Directions: Please decide whether each statement agrees with the article on Lucile Land Lacy, answering yes or no and quoting the article's deciding words. 1. Lacy's father worked as a clerk with a utility company. 2. Lacy earned a Master of Arts degree from Columbia University in 1940. 3. In 1943 Lacy had a one-woman show of prints at the Dallas Museum of Art.

Segment Start: Selected excerpt

= Lucile Land Lacy =

American artist and occupational therapist

Alma Lucile Land Lacy (August 18, 1901 – October 29, 1994) was an American painter, printmaker, teacher and occupational therapist. She was active in the artistic community in Texas. Lacy was awarded Honorary Life Membership of the Texas Occupational Therapy Association for her service to the profession.

== Early life and education ==
Alma Lucile Land was the first child of Charles Richard Land (1876-1961) and Annie Irish Land (1880-1925).  Her parents married on 29 July 1900.  Her father was a farm labourer.  Lucile was born on 18 August 1901 in Temple, Bell County, Texas.  Her only sibling, Katie Lee Land (1902-1986) was born a year later.

Little is known about Lacy's early life. She and her sister attended Baylor Female College, now the University of Mary Hardin-Baylor (UMHB). Both became teachers. In March 1932, she married Floyd Hubbard Lacy (1903-1965), a clerk with a utility company.

Lacy was a pupil of Ellen Douglas Stuart and Ella Koepke Mewhinney. She graduated with a Bachelor of Arts degree from the College. Lacy then attended the New York School of Interior Decoration before receiving a Master of Arts degree from Columbia University in 1940.

== Career ==
She began her teaching career as an assistant in her alma mater's Art Department in 1933: from 1924 until 1931 she was an instructor, and from 1932 until 1944 she was head of the Art Department.

=== Artist ===
Lacy was a member of numerous artistic organizations including the Southern States Art League and the Texas Fine Arts Association. In 1939 she was one of eight women who founded the Printmakers Guild, later called Texas Printmakers, to challenge the male-dominated Lone Star Printmakers; the others were Bertha Landers, Stella LaMond, Mary Lightfoot, Verda Ligon, Blanche McVeigh, Coreen May Spellman, and Lura Ann Taylor. From 1942 until 1944 she was president of the Texas Art Education Association. She exhibited her work widely, both in Texas and elsewhere in the United States, and in 1943 was the subject of a one-woman show of prints at the Dallas Museum of Art.

Segment End: Selected excerpt
Segment Start: Recorded data

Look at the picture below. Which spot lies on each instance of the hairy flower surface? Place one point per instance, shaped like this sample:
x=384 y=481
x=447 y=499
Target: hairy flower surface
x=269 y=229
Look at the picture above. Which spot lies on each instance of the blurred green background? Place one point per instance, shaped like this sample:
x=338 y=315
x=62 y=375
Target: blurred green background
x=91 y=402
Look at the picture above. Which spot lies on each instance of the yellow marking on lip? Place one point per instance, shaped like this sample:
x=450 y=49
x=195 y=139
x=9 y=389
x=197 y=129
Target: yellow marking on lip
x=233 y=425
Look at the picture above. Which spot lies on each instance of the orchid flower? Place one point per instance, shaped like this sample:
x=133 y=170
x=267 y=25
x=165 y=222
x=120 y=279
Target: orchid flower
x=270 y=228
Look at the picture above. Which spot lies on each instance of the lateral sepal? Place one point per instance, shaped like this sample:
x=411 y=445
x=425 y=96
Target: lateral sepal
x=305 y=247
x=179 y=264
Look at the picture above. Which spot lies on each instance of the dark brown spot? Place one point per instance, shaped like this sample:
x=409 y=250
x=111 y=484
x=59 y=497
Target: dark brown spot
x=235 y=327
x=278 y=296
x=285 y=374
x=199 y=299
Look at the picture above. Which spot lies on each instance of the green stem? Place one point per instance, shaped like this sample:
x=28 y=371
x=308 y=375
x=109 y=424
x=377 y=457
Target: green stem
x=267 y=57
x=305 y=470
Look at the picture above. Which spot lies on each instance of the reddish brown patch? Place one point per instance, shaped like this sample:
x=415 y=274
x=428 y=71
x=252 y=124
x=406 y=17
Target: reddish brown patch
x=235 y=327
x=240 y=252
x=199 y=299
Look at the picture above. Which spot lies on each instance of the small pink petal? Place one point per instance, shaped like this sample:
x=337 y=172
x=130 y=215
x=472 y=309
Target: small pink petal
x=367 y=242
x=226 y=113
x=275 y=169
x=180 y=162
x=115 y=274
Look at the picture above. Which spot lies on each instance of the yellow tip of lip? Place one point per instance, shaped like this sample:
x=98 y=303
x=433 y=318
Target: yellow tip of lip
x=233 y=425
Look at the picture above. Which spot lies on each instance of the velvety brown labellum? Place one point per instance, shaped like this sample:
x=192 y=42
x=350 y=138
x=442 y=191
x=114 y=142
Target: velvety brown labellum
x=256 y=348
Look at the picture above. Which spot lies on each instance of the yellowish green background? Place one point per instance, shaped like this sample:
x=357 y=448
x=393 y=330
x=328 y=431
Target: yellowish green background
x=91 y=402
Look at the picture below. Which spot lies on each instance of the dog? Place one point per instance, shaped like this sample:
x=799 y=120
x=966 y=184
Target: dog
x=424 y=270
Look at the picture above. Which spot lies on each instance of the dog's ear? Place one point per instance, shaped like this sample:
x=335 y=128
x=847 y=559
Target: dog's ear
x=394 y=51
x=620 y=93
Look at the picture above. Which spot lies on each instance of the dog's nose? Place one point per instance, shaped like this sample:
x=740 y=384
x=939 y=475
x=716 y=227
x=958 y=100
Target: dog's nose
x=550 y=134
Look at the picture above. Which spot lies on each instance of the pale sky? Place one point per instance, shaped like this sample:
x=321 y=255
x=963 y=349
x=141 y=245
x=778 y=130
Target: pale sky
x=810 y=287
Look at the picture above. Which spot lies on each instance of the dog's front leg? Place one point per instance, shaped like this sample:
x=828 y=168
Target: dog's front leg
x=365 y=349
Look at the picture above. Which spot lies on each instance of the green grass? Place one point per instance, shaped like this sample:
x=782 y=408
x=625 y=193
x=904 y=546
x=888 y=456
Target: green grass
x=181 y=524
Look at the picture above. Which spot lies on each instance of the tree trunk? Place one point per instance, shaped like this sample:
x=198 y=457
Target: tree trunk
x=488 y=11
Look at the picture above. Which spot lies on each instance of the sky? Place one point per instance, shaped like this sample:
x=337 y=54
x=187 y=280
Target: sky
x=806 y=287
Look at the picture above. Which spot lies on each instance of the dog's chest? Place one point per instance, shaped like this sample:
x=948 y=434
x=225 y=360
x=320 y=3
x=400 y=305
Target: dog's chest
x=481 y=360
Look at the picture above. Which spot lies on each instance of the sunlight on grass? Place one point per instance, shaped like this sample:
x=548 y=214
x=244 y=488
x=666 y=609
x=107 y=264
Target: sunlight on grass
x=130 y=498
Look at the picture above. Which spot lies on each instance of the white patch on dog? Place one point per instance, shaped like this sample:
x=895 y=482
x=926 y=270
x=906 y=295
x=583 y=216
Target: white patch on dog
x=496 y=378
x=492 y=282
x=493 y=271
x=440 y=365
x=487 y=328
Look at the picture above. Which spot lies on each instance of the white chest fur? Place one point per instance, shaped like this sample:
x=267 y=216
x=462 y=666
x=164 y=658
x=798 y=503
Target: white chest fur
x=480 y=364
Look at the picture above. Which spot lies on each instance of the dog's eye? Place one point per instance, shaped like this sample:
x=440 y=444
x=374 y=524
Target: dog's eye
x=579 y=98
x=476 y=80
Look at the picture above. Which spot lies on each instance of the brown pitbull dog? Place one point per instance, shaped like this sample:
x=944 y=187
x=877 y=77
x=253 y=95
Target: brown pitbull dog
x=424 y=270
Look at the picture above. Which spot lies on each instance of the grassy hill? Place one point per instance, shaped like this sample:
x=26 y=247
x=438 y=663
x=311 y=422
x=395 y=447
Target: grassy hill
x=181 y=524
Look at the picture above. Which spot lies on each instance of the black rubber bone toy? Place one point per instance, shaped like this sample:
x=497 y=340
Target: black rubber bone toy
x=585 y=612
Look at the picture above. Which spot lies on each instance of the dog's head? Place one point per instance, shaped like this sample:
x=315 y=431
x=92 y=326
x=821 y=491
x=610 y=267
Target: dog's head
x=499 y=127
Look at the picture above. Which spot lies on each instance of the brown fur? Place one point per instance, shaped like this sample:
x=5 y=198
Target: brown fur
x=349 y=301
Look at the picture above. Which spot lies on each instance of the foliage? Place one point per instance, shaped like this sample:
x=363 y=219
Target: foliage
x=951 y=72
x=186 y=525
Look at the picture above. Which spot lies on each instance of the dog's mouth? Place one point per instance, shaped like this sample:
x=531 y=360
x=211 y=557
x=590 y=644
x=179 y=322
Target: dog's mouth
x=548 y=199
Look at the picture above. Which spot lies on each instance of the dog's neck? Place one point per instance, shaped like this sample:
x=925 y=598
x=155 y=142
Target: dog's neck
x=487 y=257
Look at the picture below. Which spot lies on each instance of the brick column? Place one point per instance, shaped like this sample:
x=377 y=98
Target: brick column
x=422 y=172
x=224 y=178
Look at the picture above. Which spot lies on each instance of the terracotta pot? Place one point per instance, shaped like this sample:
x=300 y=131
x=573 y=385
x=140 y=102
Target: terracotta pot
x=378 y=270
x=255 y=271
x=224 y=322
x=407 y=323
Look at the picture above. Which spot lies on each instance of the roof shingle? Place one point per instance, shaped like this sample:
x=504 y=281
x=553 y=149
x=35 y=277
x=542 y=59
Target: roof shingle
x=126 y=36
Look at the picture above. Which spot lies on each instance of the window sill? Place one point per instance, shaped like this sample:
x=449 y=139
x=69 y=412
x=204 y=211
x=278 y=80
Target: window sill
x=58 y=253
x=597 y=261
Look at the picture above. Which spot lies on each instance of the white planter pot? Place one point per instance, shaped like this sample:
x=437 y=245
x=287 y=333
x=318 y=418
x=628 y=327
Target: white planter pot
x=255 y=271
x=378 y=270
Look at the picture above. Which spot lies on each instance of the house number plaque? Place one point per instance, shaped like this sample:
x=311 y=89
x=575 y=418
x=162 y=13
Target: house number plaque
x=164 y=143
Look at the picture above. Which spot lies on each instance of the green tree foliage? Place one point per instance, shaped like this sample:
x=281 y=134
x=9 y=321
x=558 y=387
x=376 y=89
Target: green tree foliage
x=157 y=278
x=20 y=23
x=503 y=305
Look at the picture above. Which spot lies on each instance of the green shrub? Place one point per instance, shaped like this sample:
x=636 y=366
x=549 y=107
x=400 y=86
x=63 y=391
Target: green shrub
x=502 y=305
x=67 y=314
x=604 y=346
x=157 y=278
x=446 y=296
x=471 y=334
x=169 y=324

Segment End: Recorded data

Task answer:
1. No: "Her father was a farm labourer."
2. Yes: "receiving a Master of Arts degree from Columbia University in 1940"
3. Yes: "in 1943 was the subject of a one-woman show of prints at the Dallas Museum of Art"